▸ **WHAT YOU SHOULD DO**:
Restate the whole of the data below word for word, skipping the images.

▸ **RECORD EXCERPTS**:
══════════
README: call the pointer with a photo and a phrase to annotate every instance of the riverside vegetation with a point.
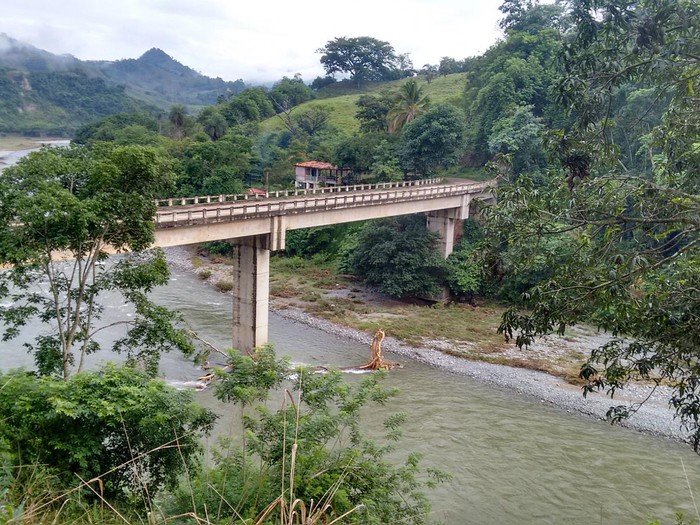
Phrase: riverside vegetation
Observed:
(587, 114)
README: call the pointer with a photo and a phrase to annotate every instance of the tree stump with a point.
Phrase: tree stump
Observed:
(377, 361)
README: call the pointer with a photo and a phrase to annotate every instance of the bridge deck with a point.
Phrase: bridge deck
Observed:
(310, 202)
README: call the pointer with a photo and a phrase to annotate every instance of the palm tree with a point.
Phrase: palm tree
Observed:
(178, 121)
(411, 103)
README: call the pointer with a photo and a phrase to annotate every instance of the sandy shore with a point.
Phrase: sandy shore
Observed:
(654, 417)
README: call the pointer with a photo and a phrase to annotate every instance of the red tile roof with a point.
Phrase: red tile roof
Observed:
(316, 164)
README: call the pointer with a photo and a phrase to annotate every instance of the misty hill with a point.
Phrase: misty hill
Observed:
(163, 81)
(44, 93)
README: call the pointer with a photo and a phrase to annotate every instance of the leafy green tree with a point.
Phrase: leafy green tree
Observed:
(634, 266)
(519, 135)
(373, 110)
(134, 433)
(321, 82)
(364, 58)
(290, 92)
(251, 105)
(216, 168)
(310, 452)
(399, 256)
(180, 123)
(213, 123)
(435, 139)
(410, 103)
(106, 129)
(429, 72)
(81, 204)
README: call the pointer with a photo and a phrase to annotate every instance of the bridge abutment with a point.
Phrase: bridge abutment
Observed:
(251, 291)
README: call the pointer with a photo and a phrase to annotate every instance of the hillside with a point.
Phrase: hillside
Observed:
(159, 79)
(58, 102)
(44, 93)
(340, 98)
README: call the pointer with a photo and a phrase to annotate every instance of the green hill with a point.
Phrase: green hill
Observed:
(44, 93)
(340, 99)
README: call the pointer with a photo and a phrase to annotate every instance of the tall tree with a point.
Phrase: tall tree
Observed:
(80, 204)
(411, 102)
(634, 265)
(435, 139)
(364, 58)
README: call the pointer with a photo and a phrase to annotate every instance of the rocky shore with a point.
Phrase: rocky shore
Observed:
(654, 416)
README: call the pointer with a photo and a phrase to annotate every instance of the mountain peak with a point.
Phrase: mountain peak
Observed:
(155, 54)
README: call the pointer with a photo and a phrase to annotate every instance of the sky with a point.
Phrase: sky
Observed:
(256, 40)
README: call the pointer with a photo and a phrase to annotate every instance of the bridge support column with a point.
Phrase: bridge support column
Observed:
(251, 291)
(443, 222)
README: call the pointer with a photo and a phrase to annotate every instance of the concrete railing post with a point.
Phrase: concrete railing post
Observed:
(251, 291)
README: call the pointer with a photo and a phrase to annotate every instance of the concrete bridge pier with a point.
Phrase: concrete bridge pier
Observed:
(443, 222)
(251, 291)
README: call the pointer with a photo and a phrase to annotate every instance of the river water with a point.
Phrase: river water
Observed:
(513, 460)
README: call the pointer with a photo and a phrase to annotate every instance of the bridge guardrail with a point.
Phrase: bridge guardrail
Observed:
(211, 213)
(283, 194)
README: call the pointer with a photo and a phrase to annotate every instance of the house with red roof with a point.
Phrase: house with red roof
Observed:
(316, 174)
══════════
▸ **EXERCISE SOLUTION**:
README: call the pointer with a photo and a phrase to annotate every instance of the riverside vegetation with a point.
Phrase: riverside vegetation
Observed:
(587, 114)
README: call the pointer with a photo and a phrase to annotate every instance of the tree stump with a point.
Phrase: tree stump
Observed:
(377, 361)
README: call the pointer with a photo and a phrase to annotate every instance of the bridge deck with a point.
Phrase: bridge deck
Observed:
(310, 202)
README: call the pointer with a photo and a phrase to annotate every instance of the palm tree with a point.
Phrase: palm tree
Observed:
(178, 121)
(411, 103)
README: call the pointer with a photo and a phrase to annotate every instance of the sandy shore with a point.
Phrase: sandy shore
Observed:
(654, 417)
README: call the pointer with a photo and a phrase to annotate every instance of the red tile roof with a point.
Phrase: red tile roof
Observed:
(316, 164)
README: call the pointer with a photo and a phrase to annotate every instance of the misty hill with a point.
Phrase: misty hill
Observed:
(163, 81)
(44, 93)
README: call the pointer with a photo and a phrase to annotate every instance of the leafy green tree with a point.
Phrase: leafy green tree
Observed:
(634, 266)
(519, 135)
(373, 110)
(134, 433)
(321, 82)
(364, 58)
(290, 92)
(251, 105)
(216, 168)
(310, 452)
(399, 256)
(180, 123)
(213, 123)
(435, 139)
(410, 103)
(106, 129)
(429, 72)
(81, 204)
README: call the pointer with a photo and a phrase to annotate every instance of the bridge abutment with a point.
Phrase: bridge abutment
Observed:
(251, 291)
README: call the pointer with a photo and a phrase to annotate every instance of the hillside with a point.
Phrase: hillside
Observed:
(159, 79)
(58, 102)
(44, 93)
(340, 98)
README: call the pointer with a photo and a phrase to annotate every instance of the green hill with a point.
Phrase: green hill
Observed:
(44, 93)
(340, 99)
README: call the pointer with a photo and a phrase to annotate every instance of the tall tree with a point.
Phrase: tall tree
Observed:
(80, 204)
(411, 102)
(634, 265)
(435, 139)
(364, 58)
README: call the pointer with a photo and a phrase to annotate every instance of the rocky shore with a point.
Phrase: rocky shore
Observed:
(654, 416)
README: call the pointer with a photo and a phrase to annotate every instance of the mountain peak with a point.
Phrase: mountain peak
Observed:
(155, 54)
README: call the pointer with a photo and a phrase to annotate every instance of the sky with a point.
Phrase: sky
Observed:
(256, 40)
README: call the pointer with a photo and a phrase to annotate every instance of the bridge support column with a point.
Phrase: bridge support column
Observed:
(251, 291)
(443, 222)
README: call the pointer with a photo and a phrase to annotate every instance of the concrete railing post with a point.
Phrase: concrete railing post
Observed:
(251, 291)
README: call the pointer with a photo and a phrase to annotate every instance of the concrete bridge pier with a point.
Phrase: concrete bridge pier
Observed:
(443, 222)
(251, 291)
README: call the pointer with a photo and a phrase to annotate every instance of the river water with a point.
Phrase: river water
Observed:
(513, 460)
README: call the pointer with a photo and a phrase to annotate every instance of the bridge guardrail with a point.
Phrase: bridge guardrail
Observed:
(211, 213)
(283, 194)
README: call the pointer with a photo and a phrase to annotate every instance of the house with red roof with a point.
Phrase: house with red roof
Observed:
(316, 174)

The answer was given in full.